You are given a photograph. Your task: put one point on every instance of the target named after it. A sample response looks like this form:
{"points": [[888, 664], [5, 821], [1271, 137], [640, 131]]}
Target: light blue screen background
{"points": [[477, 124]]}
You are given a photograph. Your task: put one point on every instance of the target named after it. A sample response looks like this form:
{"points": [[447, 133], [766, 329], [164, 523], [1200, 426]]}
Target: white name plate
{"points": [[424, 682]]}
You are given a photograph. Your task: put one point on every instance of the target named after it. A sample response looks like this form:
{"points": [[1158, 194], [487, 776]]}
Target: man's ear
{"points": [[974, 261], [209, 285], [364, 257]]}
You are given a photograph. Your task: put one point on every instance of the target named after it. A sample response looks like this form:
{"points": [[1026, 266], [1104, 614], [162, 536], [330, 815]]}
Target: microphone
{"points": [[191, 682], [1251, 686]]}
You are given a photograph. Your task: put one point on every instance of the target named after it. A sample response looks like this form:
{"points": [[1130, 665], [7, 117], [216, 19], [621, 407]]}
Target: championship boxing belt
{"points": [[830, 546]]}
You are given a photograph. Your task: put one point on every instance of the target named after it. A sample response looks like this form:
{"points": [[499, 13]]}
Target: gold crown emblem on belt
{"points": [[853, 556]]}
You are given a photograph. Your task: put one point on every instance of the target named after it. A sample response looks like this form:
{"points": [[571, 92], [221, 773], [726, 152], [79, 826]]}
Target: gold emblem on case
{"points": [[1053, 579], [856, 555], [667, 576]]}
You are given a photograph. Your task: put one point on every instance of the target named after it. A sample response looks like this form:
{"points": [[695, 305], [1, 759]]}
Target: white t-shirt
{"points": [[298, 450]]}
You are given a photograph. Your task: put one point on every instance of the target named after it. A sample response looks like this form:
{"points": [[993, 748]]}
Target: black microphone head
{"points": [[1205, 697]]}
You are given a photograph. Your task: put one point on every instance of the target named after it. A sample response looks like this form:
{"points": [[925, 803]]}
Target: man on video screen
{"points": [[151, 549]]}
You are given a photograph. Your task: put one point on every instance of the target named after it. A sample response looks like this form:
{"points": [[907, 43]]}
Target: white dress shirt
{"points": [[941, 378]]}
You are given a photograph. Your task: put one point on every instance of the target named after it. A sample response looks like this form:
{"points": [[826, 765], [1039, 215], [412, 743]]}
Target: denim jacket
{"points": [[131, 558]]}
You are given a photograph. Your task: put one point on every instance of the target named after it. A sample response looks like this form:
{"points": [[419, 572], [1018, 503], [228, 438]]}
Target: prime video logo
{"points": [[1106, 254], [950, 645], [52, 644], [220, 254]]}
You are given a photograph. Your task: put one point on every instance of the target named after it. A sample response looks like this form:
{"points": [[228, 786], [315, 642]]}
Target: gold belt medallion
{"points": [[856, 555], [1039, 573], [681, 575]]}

THE PROBLEM → Quote the data above in full, changing nothing.

OUTPUT FOR THIS TASK →
You are given a photograph. Your task: put one point on every instance of the target named after it. A sample response looks like this form:
{"points": [[888, 664], [5, 821], [1271, 137], [640, 131]]}
Target: light blue screen background
{"points": [[477, 124]]}
You are given a photograph. Your task: put one point on every instance of the target named after it. A sample response looks like this form:
{"points": [[447, 133], [766, 329], [164, 523], [1200, 426]]}
Target: white name plate
{"points": [[424, 682]]}
You are given a photograph. Your task: put one point on every instance of the target named after it. A sample response looks like this form:
{"points": [[1158, 194], [487, 776]]}
Target: man's ear
{"points": [[974, 261], [209, 285], [364, 257]]}
You are given a photograph. Your task: put one point on every instance of the target named after it. A sample response looks like this form:
{"points": [[1026, 266], [1104, 614], [162, 536], [330, 815]]}
Target: microphone
{"points": [[191, 682], [1251, 686]]}
You are given a photograph. Your task: put one point on every instance of the target named after it. A sample response looks like this form:
{"points": [[1130, 665], [7, 117], [216, 19], [621, 407]]}
Target: championship boxing belt
{"points": [[830, 546]]}
You are given a photograph. Your task: put one point on every instance of the target named after it. A sample response looks like this form:
{"points": [[499, 13]]}
Target: gold crown emblem on belt
{"points": [[853, 556]]}
You are given a photograph. Your task: put one point on every instance of the target named after it. A sample response looks like this form:
{"points": [[571, 92], [221, 773], [726, 152], [79, 826]]}
Target: gold emblem on case
{"points": [[1053, 579], [856, 555], [667, 576]]}
You are given a photograph. Your task: put one point on every instance of the target named after it. A sample response looks like this form:
{"points": [[695, 305], [1, 759]]}
Target: white t-shirt
{"points": [[298, 450]]}
You are given a photograph. Your task: put one point on every instance of the target named after it. A sample response looks like this form:
{"points": [[993, 748]]}
Target: black microphone head
{"points": [[1205, 697]]}
You are given a photograph. Your task: put one point on every instance of the target named after it. A sample response looks like this form:
{"points": [[925, 803]]}
Target: man on video screen
{"points": [[151, 549]]}
You are given a photograph. Your task: put one point on every instance of the target named after it. A sample response looks like this form:
{"points": [[907, 43]]}
Target: white dress shirt
{"points": [[941, 378]]}
You are given a photograph. Your task: put one point on every instance of the target named after it. A sample response looks like this form:
{"points": [[826, 765], [1039, 215], [412, 743]]}
Target: denim jacket
{"points": [[131, 558]]}
You are given a photograph. Your task: put one point on every instance of the target named after it. A sample response looks like this form:
{"points": [[419, 572], [1018, 503], [228, 438]]}
Target: prime video logo
{"points": [[1106, 254], [950, 645], [52, 644], [220, 254]]}
You are given a photograph. Your task: put one point on every instance of the target named after it. A sample response looks like this form:
{"points": [[228, 786], [315, 642]]}
Target: gold belt medallion
{"points": [[856, 555], [1039, 573], [681, 575]]}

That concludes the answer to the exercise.